#### What to work on
1 > Rewrite the blog post's text starting with "On Monday I" and going on through "and private sector.", swapping "tissues" for "handkerchiefs".
2 > Name every English region and constituency mentioned in the blog post.
---- Document text
Last night I was soundly ticked off by a friend ... "you've not been writing on your blog" she said "what have you been doing?". So I explained that a few weeks ago I decided to set myself a personal challenge to visit as many of the 58 Westminster Constitunencies in the East of England before next year's European Elections. I guess I've been quite busy...
On Monday I heard from a friend of a friend who had just had to tell his 41 employees that their jobs were gone. On Friday I was in Mid Bedfordshire. Nadine Dorries MP had just come from a constituency surgery where she said every constituent was in tears. On one hand she's helping to deliver practical advice to those who have lost jobs with the other hand she holds the box of tissues. Local councillors were telling me about the plans to merge councils next June. Its going to be a difficult period for them... restructuring creates more job uncertainties both in the public and private sector.
Last night I was in South Cambridgeshire. Big debates here are happening about the desire to keep council services supported but keep the tax low. I learnt how private sector computer software businesses are being impacted by the current fear of investment but in the public sector I leant how Defra computer systems are still outdated despite massive spending.
--------
---- Data excerpts
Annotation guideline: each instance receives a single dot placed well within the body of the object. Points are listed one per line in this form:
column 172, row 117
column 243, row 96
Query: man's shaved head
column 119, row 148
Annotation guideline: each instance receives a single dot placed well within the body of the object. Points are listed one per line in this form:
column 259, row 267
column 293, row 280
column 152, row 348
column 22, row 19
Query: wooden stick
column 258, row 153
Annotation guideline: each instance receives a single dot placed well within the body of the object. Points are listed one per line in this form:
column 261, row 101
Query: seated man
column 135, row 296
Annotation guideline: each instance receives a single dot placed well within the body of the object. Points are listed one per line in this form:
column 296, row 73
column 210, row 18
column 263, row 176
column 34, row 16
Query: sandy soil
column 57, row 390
--------
#### Solved problems
1 >
On Monday I heard from a friend of a friend who had just had to tell his 41 employees that their jobs were gone. On Friday I was in Mid Bedfordshire. Nadine Dorries MP had just come from a constituency surgery where she said every constituent was in tears. On one hand she's helping to deliver practical advice to those who have lost jobs with the other hand she holds the box of handkerchiefs. Local councillors were telling me about the plans to merge councils next June. Its going to be a difficult period for them... restructuring creates more job uncertainties both in the public and private sector.

2 >
East of England
Mid Bedfordshire
South Cambridgeshire